_WORK TO COMPLETE_:
Which lines of the items contain the word "base", with case counting? Find every such line and copy it.

_MATERIAL SUPPLIED_:
-- START --
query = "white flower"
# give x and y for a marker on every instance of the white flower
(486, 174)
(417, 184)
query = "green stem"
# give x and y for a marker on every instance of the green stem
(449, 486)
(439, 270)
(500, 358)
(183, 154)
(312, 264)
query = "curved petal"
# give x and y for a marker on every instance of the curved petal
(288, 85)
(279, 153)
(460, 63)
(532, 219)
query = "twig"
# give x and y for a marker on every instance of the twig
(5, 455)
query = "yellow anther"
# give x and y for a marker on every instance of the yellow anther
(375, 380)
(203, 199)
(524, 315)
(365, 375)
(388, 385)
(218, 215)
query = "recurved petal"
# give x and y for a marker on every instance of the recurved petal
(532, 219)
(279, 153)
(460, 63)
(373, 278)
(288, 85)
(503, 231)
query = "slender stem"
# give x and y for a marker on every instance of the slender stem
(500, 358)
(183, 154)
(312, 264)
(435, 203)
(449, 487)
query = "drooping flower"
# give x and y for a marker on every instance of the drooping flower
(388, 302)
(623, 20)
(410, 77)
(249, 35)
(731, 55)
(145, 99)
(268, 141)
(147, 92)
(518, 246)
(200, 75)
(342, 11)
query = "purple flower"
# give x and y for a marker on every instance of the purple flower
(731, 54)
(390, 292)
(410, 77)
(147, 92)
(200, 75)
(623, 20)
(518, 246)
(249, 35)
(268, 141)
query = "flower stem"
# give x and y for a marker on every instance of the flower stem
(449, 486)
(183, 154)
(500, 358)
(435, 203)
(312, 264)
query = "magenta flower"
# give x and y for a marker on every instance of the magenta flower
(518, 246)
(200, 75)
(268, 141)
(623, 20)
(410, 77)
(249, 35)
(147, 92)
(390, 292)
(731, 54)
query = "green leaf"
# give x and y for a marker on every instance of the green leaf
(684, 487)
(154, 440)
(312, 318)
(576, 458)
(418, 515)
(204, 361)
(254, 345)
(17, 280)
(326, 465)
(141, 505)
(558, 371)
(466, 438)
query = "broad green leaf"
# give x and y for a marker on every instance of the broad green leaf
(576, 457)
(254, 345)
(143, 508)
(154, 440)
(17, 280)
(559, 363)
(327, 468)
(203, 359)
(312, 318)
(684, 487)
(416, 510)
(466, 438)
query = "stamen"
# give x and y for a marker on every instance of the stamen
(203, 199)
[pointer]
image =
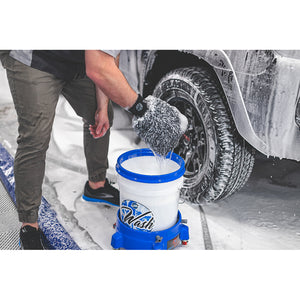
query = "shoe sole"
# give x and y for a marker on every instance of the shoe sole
(96, 200)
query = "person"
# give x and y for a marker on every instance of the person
(36, 79)
(156, 122)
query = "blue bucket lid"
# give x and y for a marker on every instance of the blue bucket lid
(149, 178)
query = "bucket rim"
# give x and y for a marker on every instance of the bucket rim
(149, 178)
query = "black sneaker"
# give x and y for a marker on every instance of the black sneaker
(31, 238)
(106, 195)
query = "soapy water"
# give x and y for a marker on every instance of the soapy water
(151, 165)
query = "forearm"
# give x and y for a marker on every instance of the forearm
(102, 69)
(102, 99)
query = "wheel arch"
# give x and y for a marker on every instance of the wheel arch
(160, 62)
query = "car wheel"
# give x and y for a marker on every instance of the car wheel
(218, 160)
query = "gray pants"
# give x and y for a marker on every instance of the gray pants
(35, 95)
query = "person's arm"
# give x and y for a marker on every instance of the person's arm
(101, 116)
(103, 71)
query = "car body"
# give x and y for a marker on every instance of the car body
(262, 88)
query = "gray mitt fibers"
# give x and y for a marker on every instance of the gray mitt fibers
(161, 127)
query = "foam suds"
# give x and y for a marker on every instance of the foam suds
(161, 127)
(150, 165)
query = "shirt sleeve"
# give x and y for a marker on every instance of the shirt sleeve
(113, 53)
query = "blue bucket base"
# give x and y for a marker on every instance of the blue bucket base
(131, 239)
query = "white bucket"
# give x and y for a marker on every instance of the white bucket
(149, 189)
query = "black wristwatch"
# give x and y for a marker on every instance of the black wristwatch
(139, 107)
-- END --
_SOLUTION FOR THIS EXERCISE_:
query = "blue bucket base"
# give x and y for a marker on every instance of the blue bucket base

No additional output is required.